Copy the entire listing exactly.

▶ **DATASET CONTENT**
[Start of section]

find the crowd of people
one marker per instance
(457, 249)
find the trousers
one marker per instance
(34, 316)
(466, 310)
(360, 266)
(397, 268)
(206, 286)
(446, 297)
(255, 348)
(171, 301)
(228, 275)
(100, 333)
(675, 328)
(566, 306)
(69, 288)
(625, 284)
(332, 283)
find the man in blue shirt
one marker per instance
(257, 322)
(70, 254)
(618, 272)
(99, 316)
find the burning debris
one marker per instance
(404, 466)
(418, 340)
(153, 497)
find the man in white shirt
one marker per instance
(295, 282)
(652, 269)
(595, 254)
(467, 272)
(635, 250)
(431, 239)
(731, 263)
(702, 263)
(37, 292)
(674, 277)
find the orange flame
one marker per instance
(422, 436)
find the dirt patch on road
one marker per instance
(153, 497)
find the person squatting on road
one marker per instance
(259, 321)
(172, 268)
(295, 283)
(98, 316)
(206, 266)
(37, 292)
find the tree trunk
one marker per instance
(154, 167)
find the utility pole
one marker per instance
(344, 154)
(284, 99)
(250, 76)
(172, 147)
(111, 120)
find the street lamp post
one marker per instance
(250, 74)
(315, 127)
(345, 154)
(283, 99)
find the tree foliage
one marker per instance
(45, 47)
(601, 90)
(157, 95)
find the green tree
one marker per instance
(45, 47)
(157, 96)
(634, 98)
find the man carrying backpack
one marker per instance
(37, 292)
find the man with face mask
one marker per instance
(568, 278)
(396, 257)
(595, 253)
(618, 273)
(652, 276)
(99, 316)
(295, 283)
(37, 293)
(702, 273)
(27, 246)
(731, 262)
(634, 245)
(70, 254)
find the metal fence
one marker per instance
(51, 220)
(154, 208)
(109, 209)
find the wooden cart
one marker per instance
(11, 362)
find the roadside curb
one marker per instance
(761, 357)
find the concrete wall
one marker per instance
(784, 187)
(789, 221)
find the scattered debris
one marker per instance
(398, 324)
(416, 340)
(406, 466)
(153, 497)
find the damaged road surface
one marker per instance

[End of section]

▶ **ANSWER TO THIS PROBLEM**
find the crowd of people
one marker per instance
(457, 249)
find the trousers
one marker per instance
(34, 316)
(466, 310)
(360, 266)
(397, 268)
(206, 286)
(446, 297)
(255, 348)
(171, 301)
(228, 275)
(100, 333)
(675, 328)
(566, 306)
(69, 288)
(625, 284)
(332, 283)
find the man in blue shirt
one marker per instance
(257, 322)
(70, 254)
(618, 272)
(99, 316)
find the burning debris
one marker per instance
(404, 466)
(418, 340)
(153, 497)
find the man in white shirt
one marker per instance
(295, 282)
(652, 269)
(595, 254)
(467, 272)
(635, 250)
(431, 239)
(731, 263)
(702, 263)
(37, 292)
(674, 277)
find the orange flame
one marker per instance
(422, 436)
find the dirt patch on road
one marker per instance
(153, 497)
find the person squatting on road
one marker per instance
(259, 321)
(172, 268)
(295, 283)
(98, 316)
(206, 266)
(37, 292)
find the tree trunk
one marker per instance
(154, 167)
find the utility pole
one marker per instance
(344, 154)
(284, 99)
(250, 76)
(172, 147)
(111, 120)
find the street lamp post
one marker per instance
(250, 74)
(315, 127)
(345, 154)
(283, 99)
find the tree foliage
one marker per instance
(45, 47)
(601, 90)
(157, 95)
find the green tree
one marker per instance
(45, 47)
(157, 96)
(634, 98)
find the man carrying backpack
one marker per instance
(37, 292)
find the man with face mask
one marker per instance
(568, 278)
(396, 257)
(595, 253)
(618, 273)
(652, 276)
(99, 316)
(295, 283)
(37, 293)
(702, 273)
(27, 246)
(731, 262)
(634, 245)
(70, 254)
find the metal fence
one marker per instance
(51, 220)
(154, 208)
(109, 209)
find the wooden cart
one marker per instance
(11, 362)
find the roadside curb
one marker per instance
(761, 357)
find the concrete wall
one marker per instance
(784, 187)
(789, 221)
find the scattered debris
one marker per instance
(398, 324)
(416, 340)
(406, 466)
(153, 497)
find the damaged road surface
one marker per instance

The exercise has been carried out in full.